_Ihre Aufgaben_:
1 – Ordnen Sie anhand der Stellungnahme zum Multiple-Sklerose-Risiko nach EBV-Infektion ein, wie stark der beschriebene Risikoanstieg im Vergleich zum bisher bekannten stärksten Risikofaktor ist. Nennen Sie dabei beide Größen.
2 – Führen Sie die Stellungnahme zum Multiple-Sklerose-Risiko nach EBV-Infektion im Anschluss an ihren letzten Satz weiter.

_Quelldokument_:
· · ·

Immunologische Mechanismen des stark erhöhten Multiple Sklerose-Risikos nach einer Epstein-Barr-Virus-Infektion

Autor: Professor Dr. med. Ralf Gold: Vorsitzender im Ärztlichen Beirat des DMSG-Bundesverbandes, Direktor der Neurologischen Klinik, St. Josef Hospital, Kliniken der Ruhruniversität Bochum. DMSG-Bundesverband, Johannes Kirchherr.
Autor: Professor Dr. med. Ralf Linker: Stellvertretender Vorsitzender im Ärztlichen Beirat des DMSG-Bundesverbandes, Neurologische Universitätsklinik Regensburg. Bildquelle: DMSG-Bundesverband, Johannes Kirchherr.

Stellungnahme aus dem Ärztlichen Beirat der Deutschen Multiple Sklerose Gesellschaft, Bundesverband e.V.

Mit dem aufsehenerregenden Beitrag über ihre Studie an 10 Millionen regelmäßig untersuchten US-amerikanischen Armeeangehörigen in der Zeitschrift „Science“, der DMSG-Bundesverband berichtete, hat die Arbeitsgruppe um Professor Alberto Ascherio von der Harvard Universität Cambridge gezeigt, dass eine neu aufgetretene Infektion mit dem Epstein-Barr-Virus (EBV) im jungen Erwachsenenalter zu einem über 30-fachen Anstieg des MS-Erkrankungsrisikos führt. Dies ist das mehr als zehnfache des bisher stärksten bekannten Risikogens: der Assoziation zu den körpereigenen Immunmolekülen (HLA-DR15:01).

· · ·

_Ausgewählte Daten_:

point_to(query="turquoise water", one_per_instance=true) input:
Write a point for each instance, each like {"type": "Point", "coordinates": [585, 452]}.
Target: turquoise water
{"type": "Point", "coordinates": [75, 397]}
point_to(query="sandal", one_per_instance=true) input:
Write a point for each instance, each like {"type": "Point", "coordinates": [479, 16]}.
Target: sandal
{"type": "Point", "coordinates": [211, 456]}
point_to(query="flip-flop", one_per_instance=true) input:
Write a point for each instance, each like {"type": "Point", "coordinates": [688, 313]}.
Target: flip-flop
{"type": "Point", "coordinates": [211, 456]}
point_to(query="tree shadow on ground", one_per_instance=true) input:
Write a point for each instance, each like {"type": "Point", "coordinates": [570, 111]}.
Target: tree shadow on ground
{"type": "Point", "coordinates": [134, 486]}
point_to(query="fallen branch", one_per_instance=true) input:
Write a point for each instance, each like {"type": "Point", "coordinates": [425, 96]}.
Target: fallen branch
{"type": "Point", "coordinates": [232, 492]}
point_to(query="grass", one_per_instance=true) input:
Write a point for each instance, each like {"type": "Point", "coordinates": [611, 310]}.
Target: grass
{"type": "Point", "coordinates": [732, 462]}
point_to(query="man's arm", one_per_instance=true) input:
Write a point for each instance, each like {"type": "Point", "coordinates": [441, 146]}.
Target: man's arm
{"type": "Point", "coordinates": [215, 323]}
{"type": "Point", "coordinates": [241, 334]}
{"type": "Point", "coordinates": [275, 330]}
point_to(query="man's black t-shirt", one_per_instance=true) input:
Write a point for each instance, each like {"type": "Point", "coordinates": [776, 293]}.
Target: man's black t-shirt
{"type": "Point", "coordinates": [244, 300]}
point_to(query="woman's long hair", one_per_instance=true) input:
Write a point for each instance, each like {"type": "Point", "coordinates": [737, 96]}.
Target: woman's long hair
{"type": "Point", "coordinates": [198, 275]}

· · ·

_Ihre Antworten_:
1 – Eine neu aufgetretene EBV-Infektion im jungen Erwachsenenalter erhöht das MS-Erkrankungsrisiko um mehr als das 30-Fache. Das ist mehr als das Zehnfache des bisher stärksten bekannten Risikogens, der Assoziation zu den körpereigenen Immunmolekülen HLA-DR15:01.

2 –
Nun stellt sich die Frage, auf welchen Immunmechanismen diese Risikoerhöhung beruht

Fast zeitgleich erschien in der Zeitschrift „Nature“ der Artikel aus der Stanford University School of Medicine, Kalifornien, von den Arbeitsgruppen um Professor Lawrence Steinman und Dr. Bill Robinson, der sich mit den Immunmechanismen beschäftigt. Die grundlegende Erkenntnis dieser Forschergruppe ist, dass ein für die Virusfunktion unerlässlicher Transkriptionsfaktor EBNA1, der ein im Zellkern gelegenes nukleäres Antigen-1 von EBV exprimiert, eine sehr hohe molekulare Ähnlichkeit (Mimikry) der Eiweißstruktur mit dem im Gehirn vorkommenden Zellhaftungsprotein GlialCAM aufweist. Dies konnte von Strukturmechanismen auf die relevante Funktion am Lebenden, ergänzt durch moderne molekulare Techniken bis hin zum experimentellen Transfer gezeigt werden: Ein entsprechender Antikörper aus dem Nervenwasser wurde aus B-Lymphozyten, sowohl im Blut als auch im Nervenwasser von MS-Patienten, nachgewiesen, und dann auf einer Protein-Expressionsbibliothek entsprechend verifiziert. Schließlich konnte der Antikörper auch immunhistochemisch an Hirngewebsschnitten gebunden werden, wo sich zeigte, dass Eiweißveränderungen die Bindung an das GlialCAM-Protein noch weiter erhöht. Wenn man nun in das experimentelle Modell für die Multiple Sklerose, die experimentelle Encephalomyelitis EAE geht, konnte durch Immunisierung mit EBNA1 der Krankheitsverlauf deutlich verschlechtert werden. Dies ist eine klare Beweiskette, die zusätzlich die bereits veröffentlichten Daten aus der Ascherio-Arbeitsgruppe mechanistisch unterlegt.

Was hat dies für Auswirkungen auf die heutige und zukünftige Therapie der Multiplen Sklerose?

Man kann hier diskutieren, dass die überzeugende Wirkung der B-Zell gerichteten Therapie in der modernen MS-Behandlung auch darauf beruhen könnte, dass mit den B-Zellen als Hort für diese Epstein-Barr-Virus-Eiweißexpression eine wesentliche Ursache ausgeschaltet wird, die die Entzündung bei MS unterhält.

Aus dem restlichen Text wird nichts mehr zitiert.